*Provided passage*
--- START ---

This episode went through a very troubled production history because the staff couldn't figure out what to do with it. They commented: "When the script was written, it was too short. So then we started adding scenes about Data's cat. By luck (or by bad luck), all of those scenes came at the beginning of the show. So you had an episode that started fitfully, with an unrelated cat subplot. Then it took a turn and seemed to be about Geordi's rivalry with the other guy. Then back to the cat and finally in the third act, the real story began. By that point, people were hopelessly lost. It never got back on track, even if its intentions were good." Michael Piller: "I think this is the worst show I worked on this season. It inspired us to have several meetings over where the season was going. I felt we were letting it slip away." Brannon Braga: "There were preposterous moments. And we knew the risks, which is why we thought it important to do an environmental show. We struggled with making it a personal story and in the end it just didn't work as well as we wanted to. We couldn't find a personal angle. And when you limit warp drive, the rug is pulled out from under Star Trek. I wish more time had been spent with that, and less time with Spot the cat."

--- END ---

*Material provided*
--- START ---

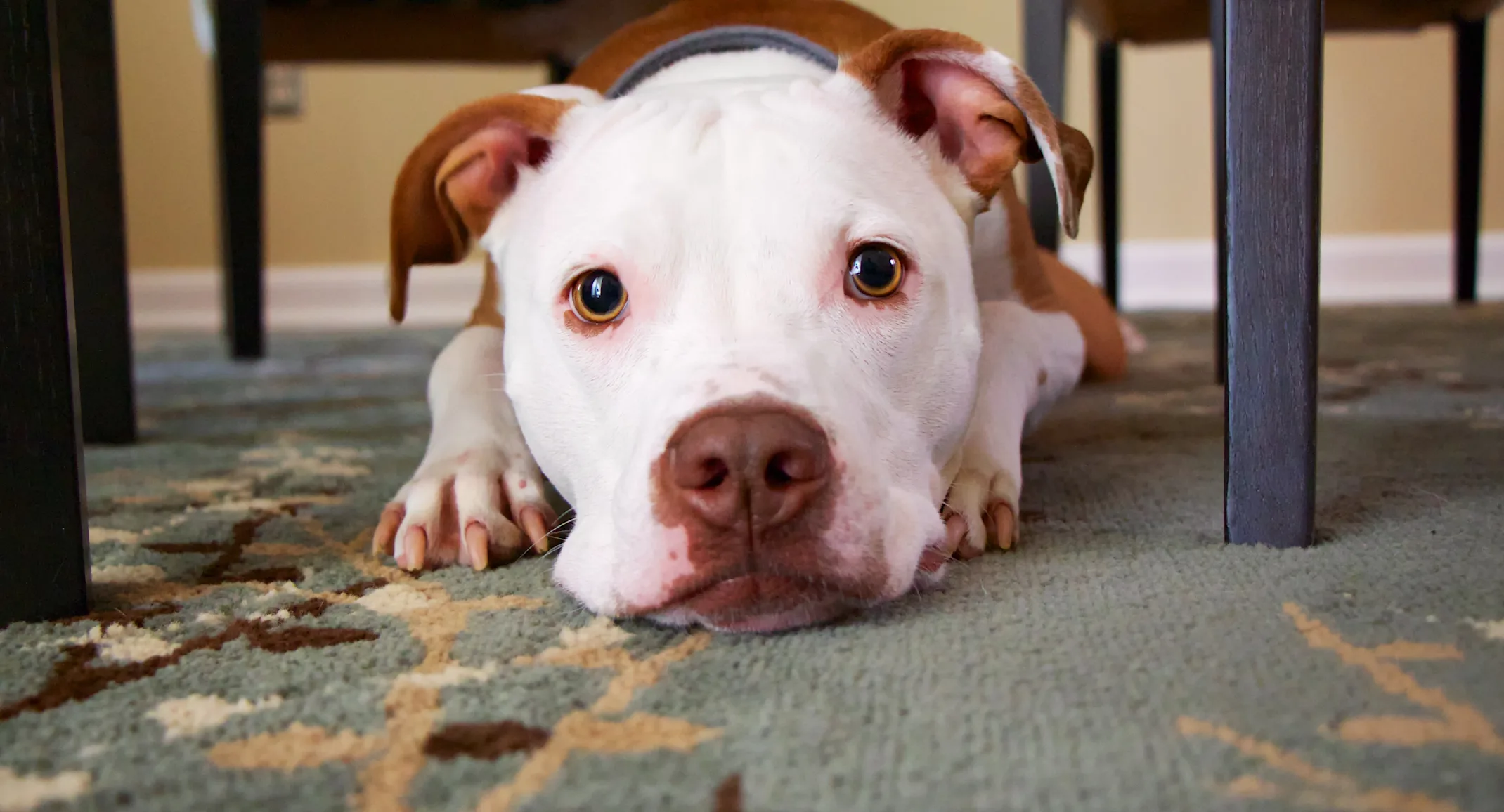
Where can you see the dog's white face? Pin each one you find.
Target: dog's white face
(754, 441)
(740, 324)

--- END ---
--- START ---

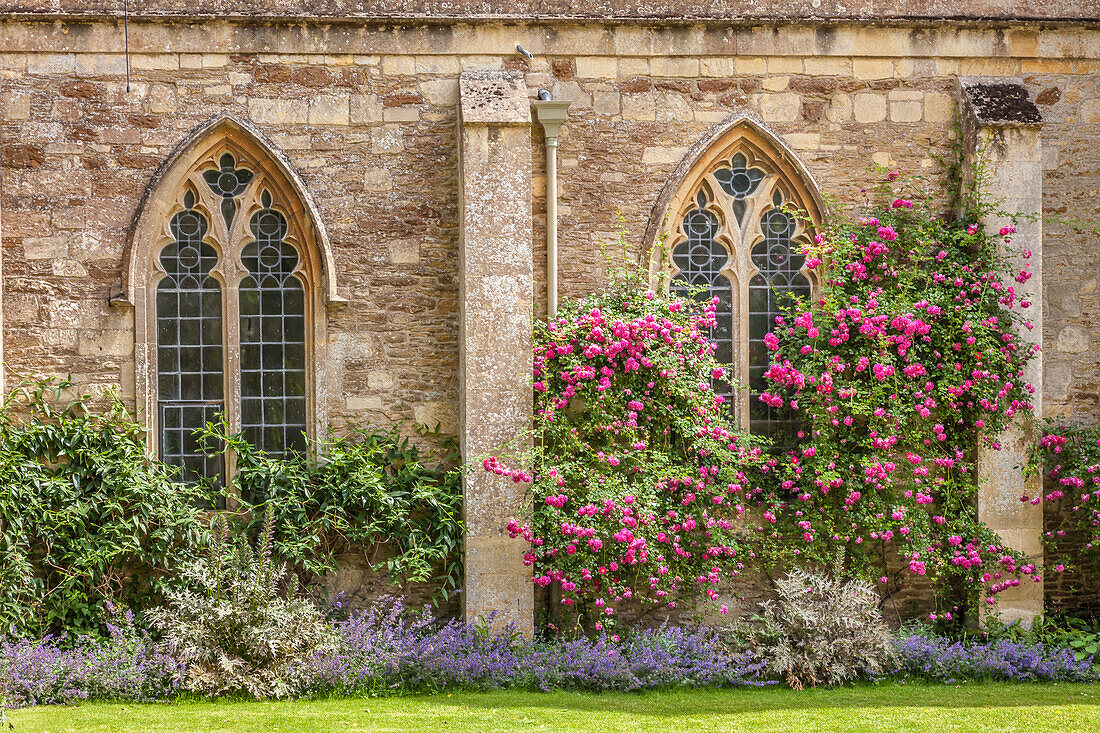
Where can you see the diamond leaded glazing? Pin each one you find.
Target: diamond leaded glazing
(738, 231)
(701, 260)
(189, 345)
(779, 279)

--- END ---
--- START ---

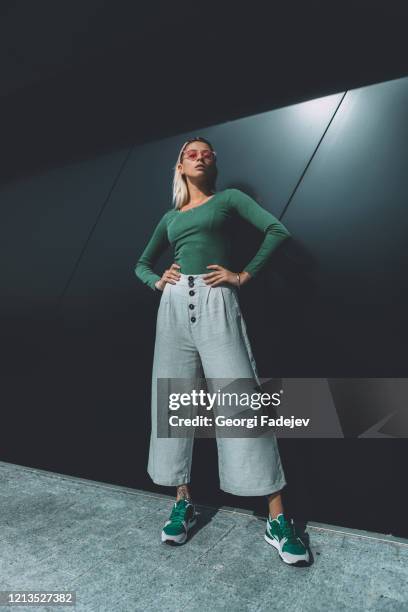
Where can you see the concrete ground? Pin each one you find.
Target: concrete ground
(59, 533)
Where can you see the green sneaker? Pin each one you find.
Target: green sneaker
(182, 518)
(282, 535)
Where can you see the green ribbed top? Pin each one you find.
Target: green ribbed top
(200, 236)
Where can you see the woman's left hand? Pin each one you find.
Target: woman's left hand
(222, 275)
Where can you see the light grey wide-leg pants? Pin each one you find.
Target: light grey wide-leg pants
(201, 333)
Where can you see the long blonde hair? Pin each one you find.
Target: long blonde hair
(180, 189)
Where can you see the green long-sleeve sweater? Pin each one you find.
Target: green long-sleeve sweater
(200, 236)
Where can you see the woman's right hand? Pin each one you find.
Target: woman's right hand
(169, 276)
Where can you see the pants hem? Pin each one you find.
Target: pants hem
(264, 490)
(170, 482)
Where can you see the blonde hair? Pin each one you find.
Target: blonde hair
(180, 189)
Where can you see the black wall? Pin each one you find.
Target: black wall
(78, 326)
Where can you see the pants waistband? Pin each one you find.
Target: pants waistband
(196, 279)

--- END ---

*Work instructions*
Answer these questions using the passage on the episode's production history:
1. Why did the staff start adding scenes about Data's cat?
2. How does Michael Piller rank this episode among the shows he worked on that season?
3. According to Brannon Braga, what happens when warp drive is limited?
The material after the passage stands apart from it and is a separate matter.

*Worked solution*
1. The script was too short when it was written.
2. He calls it the worst show he worked on that season.
3. The rug is pulled out from under Star Trek.